Task item:
Take every line from the data that has the word "below" in it.

Record set:
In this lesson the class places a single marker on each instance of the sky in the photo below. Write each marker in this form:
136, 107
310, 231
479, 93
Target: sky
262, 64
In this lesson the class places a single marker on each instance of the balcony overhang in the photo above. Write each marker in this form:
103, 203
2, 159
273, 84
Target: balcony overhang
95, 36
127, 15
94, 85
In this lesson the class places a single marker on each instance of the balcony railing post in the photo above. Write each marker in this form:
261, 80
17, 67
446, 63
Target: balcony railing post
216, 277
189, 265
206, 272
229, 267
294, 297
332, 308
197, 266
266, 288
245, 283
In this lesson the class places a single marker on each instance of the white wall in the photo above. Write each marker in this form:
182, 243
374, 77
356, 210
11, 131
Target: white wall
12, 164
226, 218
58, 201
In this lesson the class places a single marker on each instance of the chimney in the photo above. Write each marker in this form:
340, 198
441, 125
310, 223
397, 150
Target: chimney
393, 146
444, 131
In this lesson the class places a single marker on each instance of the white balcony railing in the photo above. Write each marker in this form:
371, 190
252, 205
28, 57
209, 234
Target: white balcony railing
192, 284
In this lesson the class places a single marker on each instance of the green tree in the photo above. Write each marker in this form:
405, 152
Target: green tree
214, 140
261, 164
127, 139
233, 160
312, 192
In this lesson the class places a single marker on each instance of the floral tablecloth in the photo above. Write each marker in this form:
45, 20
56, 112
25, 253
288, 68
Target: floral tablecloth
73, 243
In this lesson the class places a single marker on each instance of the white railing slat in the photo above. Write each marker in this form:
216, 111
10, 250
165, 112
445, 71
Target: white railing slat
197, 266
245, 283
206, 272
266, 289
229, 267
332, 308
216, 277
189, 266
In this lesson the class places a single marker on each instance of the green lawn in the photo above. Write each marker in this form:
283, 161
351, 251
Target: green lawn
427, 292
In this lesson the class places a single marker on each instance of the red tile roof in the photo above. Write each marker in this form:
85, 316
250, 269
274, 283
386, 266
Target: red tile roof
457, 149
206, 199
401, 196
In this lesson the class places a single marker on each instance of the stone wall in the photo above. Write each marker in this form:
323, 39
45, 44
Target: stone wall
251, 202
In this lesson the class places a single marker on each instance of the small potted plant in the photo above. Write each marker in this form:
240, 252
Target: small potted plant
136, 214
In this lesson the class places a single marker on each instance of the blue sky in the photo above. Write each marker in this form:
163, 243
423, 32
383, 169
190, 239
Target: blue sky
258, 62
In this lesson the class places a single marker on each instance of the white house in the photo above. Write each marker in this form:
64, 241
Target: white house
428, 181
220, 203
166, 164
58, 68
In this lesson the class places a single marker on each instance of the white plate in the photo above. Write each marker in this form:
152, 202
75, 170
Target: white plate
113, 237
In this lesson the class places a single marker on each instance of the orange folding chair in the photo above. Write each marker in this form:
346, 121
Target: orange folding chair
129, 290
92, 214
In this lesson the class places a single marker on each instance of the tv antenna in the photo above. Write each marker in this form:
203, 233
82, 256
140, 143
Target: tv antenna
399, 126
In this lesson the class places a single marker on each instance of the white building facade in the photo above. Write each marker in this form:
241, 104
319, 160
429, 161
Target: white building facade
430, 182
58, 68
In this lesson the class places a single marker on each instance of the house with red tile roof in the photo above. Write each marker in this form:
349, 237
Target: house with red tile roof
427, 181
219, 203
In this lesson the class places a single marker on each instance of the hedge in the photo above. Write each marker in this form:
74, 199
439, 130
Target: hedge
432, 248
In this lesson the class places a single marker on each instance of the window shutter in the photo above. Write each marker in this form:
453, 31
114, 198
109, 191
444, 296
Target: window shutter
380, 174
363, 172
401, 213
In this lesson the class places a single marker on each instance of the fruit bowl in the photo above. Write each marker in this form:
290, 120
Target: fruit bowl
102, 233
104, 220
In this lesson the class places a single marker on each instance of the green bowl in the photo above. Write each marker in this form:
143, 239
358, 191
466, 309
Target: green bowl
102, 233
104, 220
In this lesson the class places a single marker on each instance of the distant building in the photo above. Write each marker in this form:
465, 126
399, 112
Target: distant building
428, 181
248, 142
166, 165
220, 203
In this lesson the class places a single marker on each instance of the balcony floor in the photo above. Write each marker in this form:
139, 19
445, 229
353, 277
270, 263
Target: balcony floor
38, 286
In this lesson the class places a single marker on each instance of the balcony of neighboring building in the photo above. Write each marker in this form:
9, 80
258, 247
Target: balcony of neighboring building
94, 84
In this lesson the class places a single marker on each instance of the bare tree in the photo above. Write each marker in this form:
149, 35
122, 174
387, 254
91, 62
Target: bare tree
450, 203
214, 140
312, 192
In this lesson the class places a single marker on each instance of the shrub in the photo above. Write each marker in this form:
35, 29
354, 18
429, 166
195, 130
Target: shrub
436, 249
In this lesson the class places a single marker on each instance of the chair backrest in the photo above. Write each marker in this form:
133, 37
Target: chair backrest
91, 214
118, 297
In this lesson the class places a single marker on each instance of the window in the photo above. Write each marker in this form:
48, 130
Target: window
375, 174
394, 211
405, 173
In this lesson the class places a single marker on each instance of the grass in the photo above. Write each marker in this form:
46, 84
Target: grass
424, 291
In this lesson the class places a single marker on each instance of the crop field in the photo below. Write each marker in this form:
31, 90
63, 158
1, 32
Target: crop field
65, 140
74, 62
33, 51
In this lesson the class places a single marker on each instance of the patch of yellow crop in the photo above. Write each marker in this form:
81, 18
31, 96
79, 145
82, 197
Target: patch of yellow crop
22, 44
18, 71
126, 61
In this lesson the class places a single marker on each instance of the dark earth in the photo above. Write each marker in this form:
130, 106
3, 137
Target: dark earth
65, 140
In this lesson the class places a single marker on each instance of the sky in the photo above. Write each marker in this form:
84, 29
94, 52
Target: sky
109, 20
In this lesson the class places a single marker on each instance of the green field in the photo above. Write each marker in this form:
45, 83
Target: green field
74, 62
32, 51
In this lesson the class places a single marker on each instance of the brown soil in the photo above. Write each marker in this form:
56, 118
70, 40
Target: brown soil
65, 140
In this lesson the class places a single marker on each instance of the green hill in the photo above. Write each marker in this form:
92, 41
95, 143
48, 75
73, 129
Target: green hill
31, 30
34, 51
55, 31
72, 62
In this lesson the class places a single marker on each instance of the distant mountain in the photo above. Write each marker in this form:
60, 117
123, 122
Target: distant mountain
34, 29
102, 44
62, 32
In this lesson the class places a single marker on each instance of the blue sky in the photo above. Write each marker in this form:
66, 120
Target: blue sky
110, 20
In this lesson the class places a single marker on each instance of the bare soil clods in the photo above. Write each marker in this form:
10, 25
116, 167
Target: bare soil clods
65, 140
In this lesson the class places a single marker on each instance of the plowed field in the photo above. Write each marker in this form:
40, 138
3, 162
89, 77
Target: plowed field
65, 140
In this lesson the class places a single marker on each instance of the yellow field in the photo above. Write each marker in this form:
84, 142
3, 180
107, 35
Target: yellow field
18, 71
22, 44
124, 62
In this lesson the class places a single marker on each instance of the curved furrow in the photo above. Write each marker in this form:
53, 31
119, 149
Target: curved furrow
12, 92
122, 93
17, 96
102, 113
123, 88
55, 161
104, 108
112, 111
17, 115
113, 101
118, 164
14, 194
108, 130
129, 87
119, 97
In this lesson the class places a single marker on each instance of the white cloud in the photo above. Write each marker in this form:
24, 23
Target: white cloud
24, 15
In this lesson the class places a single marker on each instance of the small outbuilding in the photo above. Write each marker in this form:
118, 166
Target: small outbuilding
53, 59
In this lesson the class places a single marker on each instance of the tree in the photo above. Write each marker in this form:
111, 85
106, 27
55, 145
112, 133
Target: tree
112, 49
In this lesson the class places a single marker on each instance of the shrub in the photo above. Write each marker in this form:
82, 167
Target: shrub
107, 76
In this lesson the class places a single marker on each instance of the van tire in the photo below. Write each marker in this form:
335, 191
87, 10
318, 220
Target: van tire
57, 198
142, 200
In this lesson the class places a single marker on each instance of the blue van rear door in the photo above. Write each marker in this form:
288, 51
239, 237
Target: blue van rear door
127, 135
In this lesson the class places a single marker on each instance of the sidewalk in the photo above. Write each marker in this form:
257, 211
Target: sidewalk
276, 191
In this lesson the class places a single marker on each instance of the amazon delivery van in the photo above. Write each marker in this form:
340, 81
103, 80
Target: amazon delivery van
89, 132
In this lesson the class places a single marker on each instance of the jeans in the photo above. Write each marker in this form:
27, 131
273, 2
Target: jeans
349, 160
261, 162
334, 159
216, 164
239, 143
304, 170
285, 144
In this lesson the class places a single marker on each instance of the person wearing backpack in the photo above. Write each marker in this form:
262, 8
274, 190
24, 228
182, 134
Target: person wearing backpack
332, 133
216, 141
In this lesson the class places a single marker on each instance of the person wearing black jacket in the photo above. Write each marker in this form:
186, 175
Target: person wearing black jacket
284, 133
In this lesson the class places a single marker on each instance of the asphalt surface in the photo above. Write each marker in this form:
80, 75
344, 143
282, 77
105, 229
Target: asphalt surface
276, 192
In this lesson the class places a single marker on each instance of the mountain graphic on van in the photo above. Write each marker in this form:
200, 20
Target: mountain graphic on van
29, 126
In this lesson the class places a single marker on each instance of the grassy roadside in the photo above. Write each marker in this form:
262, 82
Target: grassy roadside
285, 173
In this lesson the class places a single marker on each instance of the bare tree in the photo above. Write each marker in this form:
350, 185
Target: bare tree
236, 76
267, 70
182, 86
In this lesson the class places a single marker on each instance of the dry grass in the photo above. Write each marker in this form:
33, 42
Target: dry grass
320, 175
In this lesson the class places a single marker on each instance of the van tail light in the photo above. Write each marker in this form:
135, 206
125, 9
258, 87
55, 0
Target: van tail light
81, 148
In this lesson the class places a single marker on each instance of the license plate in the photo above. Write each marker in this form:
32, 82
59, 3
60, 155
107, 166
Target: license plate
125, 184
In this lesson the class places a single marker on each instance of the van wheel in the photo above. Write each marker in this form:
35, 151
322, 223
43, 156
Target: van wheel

...

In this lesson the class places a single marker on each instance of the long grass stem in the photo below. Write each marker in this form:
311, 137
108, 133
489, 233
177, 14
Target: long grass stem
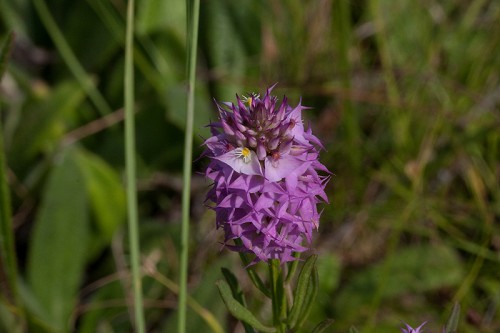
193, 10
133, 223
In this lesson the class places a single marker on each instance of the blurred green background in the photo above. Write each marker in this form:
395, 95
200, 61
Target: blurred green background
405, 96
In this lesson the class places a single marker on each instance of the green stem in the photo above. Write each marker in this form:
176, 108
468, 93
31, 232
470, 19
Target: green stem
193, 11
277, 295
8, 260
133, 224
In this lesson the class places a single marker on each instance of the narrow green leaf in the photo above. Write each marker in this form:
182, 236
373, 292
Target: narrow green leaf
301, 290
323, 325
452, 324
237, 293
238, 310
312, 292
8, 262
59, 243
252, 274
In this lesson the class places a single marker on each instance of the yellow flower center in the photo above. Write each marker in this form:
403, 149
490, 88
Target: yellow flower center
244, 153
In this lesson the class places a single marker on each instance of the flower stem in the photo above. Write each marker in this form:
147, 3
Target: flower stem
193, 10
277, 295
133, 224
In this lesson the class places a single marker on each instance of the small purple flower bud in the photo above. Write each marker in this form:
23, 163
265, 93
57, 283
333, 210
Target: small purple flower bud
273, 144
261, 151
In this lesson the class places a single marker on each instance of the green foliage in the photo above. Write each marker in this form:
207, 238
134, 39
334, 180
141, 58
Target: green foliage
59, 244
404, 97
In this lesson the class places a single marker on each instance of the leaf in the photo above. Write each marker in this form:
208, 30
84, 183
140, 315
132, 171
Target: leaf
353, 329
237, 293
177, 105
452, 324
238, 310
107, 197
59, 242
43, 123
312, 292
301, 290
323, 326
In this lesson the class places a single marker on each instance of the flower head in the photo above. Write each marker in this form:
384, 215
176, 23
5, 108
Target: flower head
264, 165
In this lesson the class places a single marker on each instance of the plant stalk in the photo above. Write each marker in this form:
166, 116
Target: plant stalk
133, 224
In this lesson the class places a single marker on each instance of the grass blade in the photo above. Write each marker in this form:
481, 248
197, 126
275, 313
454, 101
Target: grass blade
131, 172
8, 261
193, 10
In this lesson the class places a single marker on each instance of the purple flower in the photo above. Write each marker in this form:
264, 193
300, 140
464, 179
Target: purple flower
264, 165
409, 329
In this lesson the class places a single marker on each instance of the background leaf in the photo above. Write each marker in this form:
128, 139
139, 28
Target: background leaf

Response area:
In this lesson the class places a single marker on each instance of the sky in the photo below. Write each marker in this form:
In this lesson the class places a single marker on each instance of the crop field in the photo below. Write each marker in this form:
In this lesson the class places a single marker on each instance of the van tire in the photo below. Write each marker in this form:
In this lesson the class places a single marker on each instance of the long grass stem in the photo below. Write each marker in this form:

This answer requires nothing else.